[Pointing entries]
***

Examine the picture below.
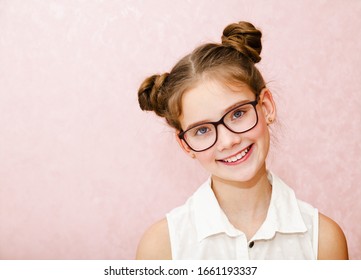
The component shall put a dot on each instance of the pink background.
(83, 171)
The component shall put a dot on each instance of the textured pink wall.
(83, 172)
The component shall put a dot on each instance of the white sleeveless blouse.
(200, 230)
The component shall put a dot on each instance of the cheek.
(260, 132)
(205, 157)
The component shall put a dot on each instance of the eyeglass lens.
(240, 119)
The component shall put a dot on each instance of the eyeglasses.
(238, 120)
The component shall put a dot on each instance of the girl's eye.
(237, 114)
(202, 130)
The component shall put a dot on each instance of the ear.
(184, 146)
(268, 105)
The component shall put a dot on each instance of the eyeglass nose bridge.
(221, 121)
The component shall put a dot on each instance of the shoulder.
(332, 243)
(155, 243)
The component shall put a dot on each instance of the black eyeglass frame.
(221, 121)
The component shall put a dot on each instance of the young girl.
(219, 105)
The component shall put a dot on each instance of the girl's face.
(209, 101)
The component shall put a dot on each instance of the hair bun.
(245, 38)
(150, 95)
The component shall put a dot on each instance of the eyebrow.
(225, 111)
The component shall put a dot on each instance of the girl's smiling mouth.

***

Work to be completed: Can you write out every line of the entries above again, word for word, but without the picture?

Full output:
Examine the picture below.
The component shall put a dot on each instance of the pink background.
(83, 171)
The component shall put a dot on each instance of the textured pink wall.
(83, 172)
The component shall put a dot on each instance of the white sleeveless blouse.
(200, 230)
The component shall put a dot on each instance of the cheek.
(260, 132)
(205, 157)
The component shall put a dot on each instance of the eyeglass lens.
(240, 119)
The component shall put a dot on each instance of the eyeglasses.
(238, 120)
The component shall put a dot on each instance of the girl's eye.
(237, 114)
(202, 130)
The component shall put a dot on each instance of the ear.
(184, 146)
(268, 105)
The component shall put a dot on each instance of the eyeglass nose bridge.
(221, 121)
The component shall put a dot on each instance of the shoulder.
(332, 243)
(155, 243)
The component shall put a dot on each instance of the black eyeglass frame.
(221, 121)
The component shall put a dot on each instance of the young girl.
(219, 105)
The component shall put a dot on each instance of the girl's face.
(209, 101)
The component shall put a dot on each instance of the hair bun.
(245, 38)
(150, 95)
The component shall put a dot on each instance of the eyebrow.
(225, 111)
The component shall put a dot on each instance of the girl's smiling mouth.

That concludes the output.